Saved entries:
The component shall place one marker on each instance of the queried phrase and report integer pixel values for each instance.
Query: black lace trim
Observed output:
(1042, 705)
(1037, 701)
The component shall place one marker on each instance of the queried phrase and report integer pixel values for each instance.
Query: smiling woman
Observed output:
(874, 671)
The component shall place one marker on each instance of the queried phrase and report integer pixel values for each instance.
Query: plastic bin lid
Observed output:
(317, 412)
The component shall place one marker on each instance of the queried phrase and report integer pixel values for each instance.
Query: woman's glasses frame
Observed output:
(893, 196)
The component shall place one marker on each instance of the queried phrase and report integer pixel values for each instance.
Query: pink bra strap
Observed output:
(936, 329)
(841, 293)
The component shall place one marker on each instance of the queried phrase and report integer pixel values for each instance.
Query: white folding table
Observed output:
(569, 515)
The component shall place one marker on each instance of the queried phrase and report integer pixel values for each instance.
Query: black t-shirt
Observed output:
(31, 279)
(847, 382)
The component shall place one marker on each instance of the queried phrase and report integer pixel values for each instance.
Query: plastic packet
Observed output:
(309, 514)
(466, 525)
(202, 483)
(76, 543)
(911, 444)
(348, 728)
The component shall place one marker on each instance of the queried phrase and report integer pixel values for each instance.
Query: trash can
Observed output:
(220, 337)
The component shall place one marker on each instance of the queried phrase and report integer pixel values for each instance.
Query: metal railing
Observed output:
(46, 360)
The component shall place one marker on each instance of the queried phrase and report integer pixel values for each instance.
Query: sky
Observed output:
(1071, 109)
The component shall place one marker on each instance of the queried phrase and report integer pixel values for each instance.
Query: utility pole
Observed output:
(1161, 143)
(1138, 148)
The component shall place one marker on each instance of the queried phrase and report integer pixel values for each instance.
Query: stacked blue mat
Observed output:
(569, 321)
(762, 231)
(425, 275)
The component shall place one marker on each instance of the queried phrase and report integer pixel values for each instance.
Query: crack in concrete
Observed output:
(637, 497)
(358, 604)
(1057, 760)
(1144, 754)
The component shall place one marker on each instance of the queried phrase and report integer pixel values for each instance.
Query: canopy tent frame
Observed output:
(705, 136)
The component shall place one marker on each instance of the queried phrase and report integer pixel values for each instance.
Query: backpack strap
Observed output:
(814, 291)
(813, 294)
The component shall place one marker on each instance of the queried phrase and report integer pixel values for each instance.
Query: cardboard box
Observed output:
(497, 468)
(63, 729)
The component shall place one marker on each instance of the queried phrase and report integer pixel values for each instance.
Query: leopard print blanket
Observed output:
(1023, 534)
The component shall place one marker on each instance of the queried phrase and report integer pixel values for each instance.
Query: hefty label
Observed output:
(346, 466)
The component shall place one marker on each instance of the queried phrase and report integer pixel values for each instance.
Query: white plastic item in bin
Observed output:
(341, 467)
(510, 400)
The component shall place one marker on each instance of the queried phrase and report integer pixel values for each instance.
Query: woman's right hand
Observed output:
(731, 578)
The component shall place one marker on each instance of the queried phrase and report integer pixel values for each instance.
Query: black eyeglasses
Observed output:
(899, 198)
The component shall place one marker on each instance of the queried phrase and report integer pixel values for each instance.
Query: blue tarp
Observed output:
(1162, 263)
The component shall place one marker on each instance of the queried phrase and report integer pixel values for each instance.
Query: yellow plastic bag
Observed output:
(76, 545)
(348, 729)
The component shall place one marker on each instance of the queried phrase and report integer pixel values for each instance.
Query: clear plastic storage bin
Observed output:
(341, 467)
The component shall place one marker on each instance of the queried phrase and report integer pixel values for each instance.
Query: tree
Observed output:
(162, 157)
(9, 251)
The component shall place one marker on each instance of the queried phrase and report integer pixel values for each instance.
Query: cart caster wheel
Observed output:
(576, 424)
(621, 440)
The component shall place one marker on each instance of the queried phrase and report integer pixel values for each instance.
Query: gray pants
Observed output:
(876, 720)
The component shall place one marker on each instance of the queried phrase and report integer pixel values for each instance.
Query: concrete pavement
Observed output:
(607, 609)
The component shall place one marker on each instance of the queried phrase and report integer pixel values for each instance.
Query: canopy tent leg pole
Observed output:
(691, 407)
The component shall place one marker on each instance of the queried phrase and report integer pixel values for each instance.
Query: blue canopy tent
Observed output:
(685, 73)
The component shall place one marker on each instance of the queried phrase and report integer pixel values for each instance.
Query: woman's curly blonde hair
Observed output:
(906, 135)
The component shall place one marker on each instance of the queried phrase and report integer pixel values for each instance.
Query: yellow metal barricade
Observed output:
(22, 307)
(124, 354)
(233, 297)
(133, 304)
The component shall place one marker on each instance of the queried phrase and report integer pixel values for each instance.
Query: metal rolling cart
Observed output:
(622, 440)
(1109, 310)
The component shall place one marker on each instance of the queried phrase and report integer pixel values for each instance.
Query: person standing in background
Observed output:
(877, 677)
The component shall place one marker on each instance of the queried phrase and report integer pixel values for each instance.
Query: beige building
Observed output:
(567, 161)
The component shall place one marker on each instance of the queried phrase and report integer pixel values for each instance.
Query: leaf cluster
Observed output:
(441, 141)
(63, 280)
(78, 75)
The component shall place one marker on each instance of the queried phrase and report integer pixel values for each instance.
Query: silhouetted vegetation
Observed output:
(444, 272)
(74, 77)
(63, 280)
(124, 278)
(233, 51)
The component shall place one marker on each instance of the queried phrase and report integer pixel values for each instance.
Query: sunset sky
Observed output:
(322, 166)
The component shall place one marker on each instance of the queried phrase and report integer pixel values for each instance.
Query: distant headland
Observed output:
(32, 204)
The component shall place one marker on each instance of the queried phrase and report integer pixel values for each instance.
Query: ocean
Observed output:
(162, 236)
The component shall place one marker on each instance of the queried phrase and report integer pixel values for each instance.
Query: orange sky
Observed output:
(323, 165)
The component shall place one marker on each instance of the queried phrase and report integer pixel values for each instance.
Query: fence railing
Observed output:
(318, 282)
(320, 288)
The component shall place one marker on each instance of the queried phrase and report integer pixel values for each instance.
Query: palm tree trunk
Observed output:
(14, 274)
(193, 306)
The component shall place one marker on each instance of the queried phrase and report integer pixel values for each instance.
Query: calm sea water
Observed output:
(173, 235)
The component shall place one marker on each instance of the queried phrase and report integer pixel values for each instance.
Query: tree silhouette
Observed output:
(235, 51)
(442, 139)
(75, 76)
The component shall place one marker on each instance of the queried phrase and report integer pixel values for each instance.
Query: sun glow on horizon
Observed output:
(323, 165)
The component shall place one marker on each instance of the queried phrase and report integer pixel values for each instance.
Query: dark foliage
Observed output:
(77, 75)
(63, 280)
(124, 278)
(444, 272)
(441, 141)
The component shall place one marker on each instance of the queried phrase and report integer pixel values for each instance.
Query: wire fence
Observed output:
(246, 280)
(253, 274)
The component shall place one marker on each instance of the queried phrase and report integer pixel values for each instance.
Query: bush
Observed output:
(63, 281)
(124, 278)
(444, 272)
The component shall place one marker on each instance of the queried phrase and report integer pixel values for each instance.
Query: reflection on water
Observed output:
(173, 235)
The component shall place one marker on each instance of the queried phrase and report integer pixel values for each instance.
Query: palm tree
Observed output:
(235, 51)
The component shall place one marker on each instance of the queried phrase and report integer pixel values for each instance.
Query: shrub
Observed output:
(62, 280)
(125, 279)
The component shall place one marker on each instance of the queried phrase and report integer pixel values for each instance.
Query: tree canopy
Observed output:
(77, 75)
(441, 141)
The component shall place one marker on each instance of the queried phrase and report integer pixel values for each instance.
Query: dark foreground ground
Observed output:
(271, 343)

## About this exercise
Print every record above exactly as it stands.

## Expected answer
The component shall place one marker on each instance of the queried phrase and report integer pixel values for each instance.
Query: black lace trim
Observed output:
(1042, 705)
(1037, 701)
The component shall place one marker on each instance of the queried phrase and report integer pixel values for each instance.
Query: smiling woman
Observed output:
(874, 671)
The component shall place one marker on each instance of the queried phrase and report integer pixel values for each instance.
Query: plastic bin lid
Observed output:
(317, 412)
The component shall place one marker on each instance of the queried phrase and report integer pixel values for each instance.
Query: woman's glasses frame
Observed output:
(893, 196)
The component shall place one marker on each instance of the queried phrase and report integer pixel values for each instance.
Query: pink bra strap
Observed output:
(936, 329)
(841, 293)
The component shall place one marker on each instance of the queried phrase and report integer pixel values for each instance.
Query: white folding table
Observed output:
(569, 515)
The component shall place one marker on each instance of the queried phrase and report integer pixel values for each instance.
Query: black t-shirt
Observed output:
(31, 279)
(847, 382)
The component shall place one marker on each instance of the queried phrase and report integer pixel values for each instance.
Query: plastic packet
Observed output:
(309, 514)
(466, 525)
(202, 483)
(76, 543)
(911, 444)
(348, 728)
The component shall place one marker on each instance of the queried phrase and report integer pixel values for each instance.
Query: trash can
Observed output:
(220, 337)
The component shall place one marker on each instance of the queried phrase and report integer pixel values for each instance.
Query: metal railing
Observed output:
(46, 360)
The component shall place one marker on each instance of the queried phrase and report integer pixel values for each instance.
Query: sky
Observed output:
(1071, 109)
The component shall place one marker on each instance of the queried phrase and report integer pixel values for each instance.
Query: utility pole
Observed output:
(1161, 143)
(1138, 148)
The component shall place one marker on each instance of the queried phrase and report integer pixel values for each instance.
Query: stacked blue mat
Observed output:
(569, 321)
(762, 231)
(425, 275)
The component shall place one marker on each instance of the queried phrase and report integer pixel values for each instance.
Query: crack in concrete
Observed output:
(637, 497)
(358, 604)
(1057, 760)
(1144, 754)
The component shall place one marker on each instance of the queried phrase and report integer pixel values for each instance.
Query: canopy tent frame
Observed output:
(705, 136)
The component shall place one marker on each instance of the queried phrase and report integer pixel values for each instance.
Query: backpack strap
Observed output:
(814, 291)
(813, 294)
The component shall place one marker on each instance of the queried phrase and report integer pixel values for each instance.
Query: cardboard box
Observed output:
(497, 468)
(63, 729)
The component shall place one marker on each instance of the queried phrase and report integer pixel values for each instance.
Query: leopard print blanket
Observed output:
(1023, 534)
The component shall place one marker on each instance of the queried phrase and report integer pixel values for each instance.
Query: hefty label
Observed output:
(346, 466)
The component shall place one marker on each instance of the queried phrase and report integer pixel values for each instance.
Query: white plastic item in bin
Observed output:
(341, 467)
(510, 400)
The component shall place one marker on each instance of the queried phrase and report integer pixel values for each instance.
Query: woman's right hand
Observed output:
(731, 578)
The component shall place one marker on each instance of the queried phrase and report integer pixel values for each instance.
Query: black eyeglasses
Observed output:
(899, 198)
The component shall place one marker on each instance of the queried phrase and report integer pixel values for each instance.
Query: blue tarp
Observed output:
(1162, 263)
The component shall place one marker on each instance of the queried phrase and report integer pixel values for each instance.
Query: yellow plastic bag
Observed output:
(76, 545)
(348, 729)
The component shall place one marker on each instance of the queried phrase and report integer pixel values for each instance.
Query: clear plastic storage bin
Observed output:
(341, 467)
The component shall place one marker on each instance of the queried phrase and report integer pixel values for each instance.
Query: tree
Observed output:
(162, 157)
(9, 251)
The component shall place one marker on each instance of the queried phrase and report integer pixel values for each instance.
Query: cart caster wheel
Observed output:
(576, 424)
(621, 440)
The component shall place one marker on each instance of the queried phrase and report integer pixel values for each instance.
Query: gray pants
Observed output:
(876, 720)
The component shall place one marker on each instance of the queried phrase and report integer pixel values for each instance.
Query: concrete pavement
Observed output:
(607, 609)
The component shall place one marker on each instance of the queried phrase and report integer pixel values for each instance.
Query: canopy tent leg pole
Observed output:
(691, 407)
The component shall place one marker on each instance of the queried phrase and report integer pixel values for each instance.
Query: blue canopy tent
Observed output:
(685, 73)
The component shall place one marker on each instance of the queried phrase and report integer pixel values for each instance.
Query: woman's curly blonde hair
Observed output:
(906, 135)
The component shall place one marker on each instance of the queried phrase and report integer pixel values for each instance.
Query: yellow metal barricade
Observed output:
(22, 307)
(124, 354)
(233, 297)
(133, 304)
The component shall place one marker on each instance of the queried phrase and report integer pixel values for each instance.
Query: metal rolling cart
Observed output:
(622, 440)
(1109, 310)
The component shall place one marker on each instance of the queried phrase and report integer pixel values for each instance.
Query: person standing in background
Observed output:
(877, 677)
The component shall place one marker on each instance of the queried phrase and report integer pixel values for each instance.
Query: beige building
Observed output:
(567, 161)
The component shall place one marker on each instance of the queried phrase and report integer pixel values for each instance.
Query: leaf cluster
Observed output:
(441, 141)
(63, 280)
(78, 75)
The component shall place one marker on each instance of the queried phrase and report integer pixel values for each instance.
Query: silhouetted vegetation
Observed output:
(444, 272)
(74, 77)
(63, 280)
(124, 278)
(233, 51)
The component shall place one marker on each instance of the queried phrase and report integer pixel values for each instance.
Query: sunset sky
Observed output:
(322, 166)
The component shall place one marker on each instance of the queried phrase and report integer pixel values for each instance.
Query: distant headland
Observed output:
(32, 204)
The component shall place one marker on each instance of the queried phrase and report integer pixel values for each instance.
Query: ocean
Observed output:
(162, 236)
The component shall place one marker on each instance of the queried phrase and report integer pixel values for each instance.
Query: orange sky
Observed output:
(323, 165)
The component shall place one marker on each instance of the queried phrase and report integer pixel values for each instance.
Query: fence railing
Observed output:
(318, 282)
(320, 288)
The component shall place one marker on each instance of the queried phrase and report integer pixel values for each instance.
Query: palm tree trunk
Observed output:
(14, 274)
(193, 306)
The component shall place one marker on each instance of the queried phrase and report integer pixel values for each instance.
Query: calm sea water
Observed output:
(173, 235)
The component shall place one marker on each instance of the queried phrase and report integer pixel values for each instance.
Query: tree silhouette
Observed output:
(235, 51)
(442, 139)
(75, 76)
The component shall place one marker on each instance of the queried phrase and report integer pixel values for each instance.
Query: sun glow on horizon
Observed output:
(323, 165)
The component shall place one marker on each instance of the queried phrase and report integer pixel values for each instance.
Query: dark foliage
Observed output:
(77, 75)
(63, 280)
(124, 278)
(444, 272)
(441, 141)
The component shall place one marker on each instance of the queried phrase and report integer pixel values for each instance.
Query: wire fence
Observed output:
(246, 280)
(253, 274)
The component shall place one marker on each instance of the queried phrase and report integer pixel values for each instance.
Query: bush
Observed output:
(63, 281)
(124, 278)
(444, 272)
The component shall place one marker on each instance of the queried phrase and report integer pixel values for each instance.
Query: reflection on water
Observed output:
(173, 235)
The component shall place one marker on each instance of the queried phrase and report integer pixel values for each instance.
Query: palm tree
Observed output:
(235, 51)
The component shall place one marker on each instance of the queried phrase and report integer pixel values for each instance.
Query: shrub
Observed output:
(62, 280)
(125, 279)
The component shall place one marker on each instance of the queried phrase and report integer pixel values for each instance.
Query: tree canopy
Observed output:
(77, 75)
(441, 141)
The component shall place one marker on each instance of the queried phrase and report integer pixel values for each instance.
Query: dark foreground ground
Observed output:
(271, 343)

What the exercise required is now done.